[THE TASK]
Take from the records below each line that holds "bald".

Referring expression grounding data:
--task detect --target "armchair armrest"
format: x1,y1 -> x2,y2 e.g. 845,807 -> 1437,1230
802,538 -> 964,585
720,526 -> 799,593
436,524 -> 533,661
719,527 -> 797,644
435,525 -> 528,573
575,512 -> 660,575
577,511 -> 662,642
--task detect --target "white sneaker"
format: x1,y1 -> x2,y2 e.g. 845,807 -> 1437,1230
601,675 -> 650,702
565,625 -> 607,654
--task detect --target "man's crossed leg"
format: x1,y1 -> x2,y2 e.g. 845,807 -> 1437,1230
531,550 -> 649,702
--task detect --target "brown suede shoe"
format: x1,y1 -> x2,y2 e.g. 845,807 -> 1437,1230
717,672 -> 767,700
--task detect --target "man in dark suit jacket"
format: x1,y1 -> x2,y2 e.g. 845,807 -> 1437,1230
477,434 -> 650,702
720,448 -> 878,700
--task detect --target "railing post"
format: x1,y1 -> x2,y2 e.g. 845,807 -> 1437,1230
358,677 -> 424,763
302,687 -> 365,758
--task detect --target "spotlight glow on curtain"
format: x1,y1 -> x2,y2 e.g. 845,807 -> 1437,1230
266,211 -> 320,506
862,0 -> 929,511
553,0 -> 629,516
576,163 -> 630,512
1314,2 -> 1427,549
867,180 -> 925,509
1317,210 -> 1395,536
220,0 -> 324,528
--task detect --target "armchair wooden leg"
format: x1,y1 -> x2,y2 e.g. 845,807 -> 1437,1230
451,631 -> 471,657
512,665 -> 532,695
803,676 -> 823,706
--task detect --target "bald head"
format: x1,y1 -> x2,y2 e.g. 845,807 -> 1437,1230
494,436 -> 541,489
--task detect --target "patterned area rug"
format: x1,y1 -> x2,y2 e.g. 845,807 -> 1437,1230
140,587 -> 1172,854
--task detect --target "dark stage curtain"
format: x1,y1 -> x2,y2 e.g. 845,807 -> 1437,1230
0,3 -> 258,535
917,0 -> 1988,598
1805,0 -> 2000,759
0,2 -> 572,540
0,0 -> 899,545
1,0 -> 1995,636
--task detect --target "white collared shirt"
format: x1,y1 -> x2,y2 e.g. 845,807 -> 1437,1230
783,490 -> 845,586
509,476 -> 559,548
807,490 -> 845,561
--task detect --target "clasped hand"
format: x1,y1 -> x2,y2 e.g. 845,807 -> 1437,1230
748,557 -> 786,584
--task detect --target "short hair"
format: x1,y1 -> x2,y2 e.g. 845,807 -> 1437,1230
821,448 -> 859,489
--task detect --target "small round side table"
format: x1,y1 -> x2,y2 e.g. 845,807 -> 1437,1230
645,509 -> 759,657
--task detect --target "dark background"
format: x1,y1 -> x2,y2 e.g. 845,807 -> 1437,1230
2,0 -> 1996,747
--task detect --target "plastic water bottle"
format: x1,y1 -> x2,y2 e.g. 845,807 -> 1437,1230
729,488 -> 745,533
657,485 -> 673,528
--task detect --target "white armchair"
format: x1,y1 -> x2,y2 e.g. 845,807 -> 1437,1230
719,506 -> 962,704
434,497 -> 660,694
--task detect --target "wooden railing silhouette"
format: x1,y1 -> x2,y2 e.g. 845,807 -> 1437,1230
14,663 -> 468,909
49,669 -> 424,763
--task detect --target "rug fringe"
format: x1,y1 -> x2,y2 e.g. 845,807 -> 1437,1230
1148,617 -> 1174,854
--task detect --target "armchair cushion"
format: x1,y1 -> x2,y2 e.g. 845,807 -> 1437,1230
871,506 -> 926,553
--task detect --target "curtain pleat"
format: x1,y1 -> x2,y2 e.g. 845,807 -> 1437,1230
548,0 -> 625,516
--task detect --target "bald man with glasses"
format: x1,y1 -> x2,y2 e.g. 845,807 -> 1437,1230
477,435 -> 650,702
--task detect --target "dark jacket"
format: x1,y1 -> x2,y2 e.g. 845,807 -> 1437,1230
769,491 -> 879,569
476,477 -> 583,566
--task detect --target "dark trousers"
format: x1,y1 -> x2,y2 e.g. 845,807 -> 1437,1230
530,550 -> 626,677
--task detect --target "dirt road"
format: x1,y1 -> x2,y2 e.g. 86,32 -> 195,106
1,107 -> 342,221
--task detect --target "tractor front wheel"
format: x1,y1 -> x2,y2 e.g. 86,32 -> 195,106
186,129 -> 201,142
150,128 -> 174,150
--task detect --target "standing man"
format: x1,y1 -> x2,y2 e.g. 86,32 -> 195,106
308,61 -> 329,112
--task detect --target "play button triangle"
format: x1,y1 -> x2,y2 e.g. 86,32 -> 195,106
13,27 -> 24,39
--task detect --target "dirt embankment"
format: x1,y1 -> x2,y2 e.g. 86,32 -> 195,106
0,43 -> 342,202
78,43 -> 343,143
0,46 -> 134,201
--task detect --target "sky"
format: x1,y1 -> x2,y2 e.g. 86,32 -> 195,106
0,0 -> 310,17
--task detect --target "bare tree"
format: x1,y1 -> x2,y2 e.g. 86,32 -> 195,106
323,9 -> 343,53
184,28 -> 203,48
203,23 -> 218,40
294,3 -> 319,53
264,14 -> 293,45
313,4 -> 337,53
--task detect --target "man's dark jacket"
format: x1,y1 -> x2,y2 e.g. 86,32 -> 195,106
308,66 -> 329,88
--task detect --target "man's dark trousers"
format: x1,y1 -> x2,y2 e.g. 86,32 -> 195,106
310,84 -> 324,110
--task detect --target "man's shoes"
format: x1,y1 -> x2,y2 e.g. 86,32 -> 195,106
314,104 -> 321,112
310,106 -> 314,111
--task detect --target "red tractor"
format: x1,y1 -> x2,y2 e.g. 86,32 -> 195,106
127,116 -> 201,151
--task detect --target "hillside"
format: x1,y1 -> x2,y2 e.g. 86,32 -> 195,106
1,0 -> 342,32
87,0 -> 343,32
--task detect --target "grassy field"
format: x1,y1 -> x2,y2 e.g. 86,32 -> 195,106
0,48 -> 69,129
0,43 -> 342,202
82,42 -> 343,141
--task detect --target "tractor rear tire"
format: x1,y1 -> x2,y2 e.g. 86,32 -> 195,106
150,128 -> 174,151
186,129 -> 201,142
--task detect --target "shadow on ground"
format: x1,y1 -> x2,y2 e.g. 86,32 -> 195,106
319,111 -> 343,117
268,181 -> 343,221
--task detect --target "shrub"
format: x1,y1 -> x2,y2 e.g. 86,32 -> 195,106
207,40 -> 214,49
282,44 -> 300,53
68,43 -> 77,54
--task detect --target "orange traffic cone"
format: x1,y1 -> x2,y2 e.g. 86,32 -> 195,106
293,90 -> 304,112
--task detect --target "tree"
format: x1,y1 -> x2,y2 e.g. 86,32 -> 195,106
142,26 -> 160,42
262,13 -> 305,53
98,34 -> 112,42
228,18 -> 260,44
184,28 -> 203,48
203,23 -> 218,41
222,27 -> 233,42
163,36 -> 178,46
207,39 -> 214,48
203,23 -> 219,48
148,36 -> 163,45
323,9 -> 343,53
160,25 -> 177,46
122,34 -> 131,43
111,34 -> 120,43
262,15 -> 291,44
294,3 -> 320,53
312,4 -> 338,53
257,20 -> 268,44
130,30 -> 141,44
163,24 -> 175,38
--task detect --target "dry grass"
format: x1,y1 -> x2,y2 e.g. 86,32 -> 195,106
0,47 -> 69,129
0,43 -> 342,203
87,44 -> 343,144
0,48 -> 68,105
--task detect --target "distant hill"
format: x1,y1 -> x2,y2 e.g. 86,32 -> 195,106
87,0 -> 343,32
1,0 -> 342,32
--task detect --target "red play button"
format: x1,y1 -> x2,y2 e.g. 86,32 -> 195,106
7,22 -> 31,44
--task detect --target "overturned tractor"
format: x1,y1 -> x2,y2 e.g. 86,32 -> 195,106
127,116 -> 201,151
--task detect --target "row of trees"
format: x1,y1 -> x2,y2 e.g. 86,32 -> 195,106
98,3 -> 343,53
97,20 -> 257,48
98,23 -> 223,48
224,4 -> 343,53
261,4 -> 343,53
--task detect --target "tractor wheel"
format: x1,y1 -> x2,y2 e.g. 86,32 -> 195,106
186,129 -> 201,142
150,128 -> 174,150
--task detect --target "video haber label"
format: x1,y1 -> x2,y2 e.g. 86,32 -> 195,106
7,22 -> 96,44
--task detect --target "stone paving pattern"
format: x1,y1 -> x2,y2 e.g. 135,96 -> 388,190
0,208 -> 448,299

[ANSWER TO THE PROBLEM]
--task detect --target "bald head"
--task detect --target "bald man with glasses"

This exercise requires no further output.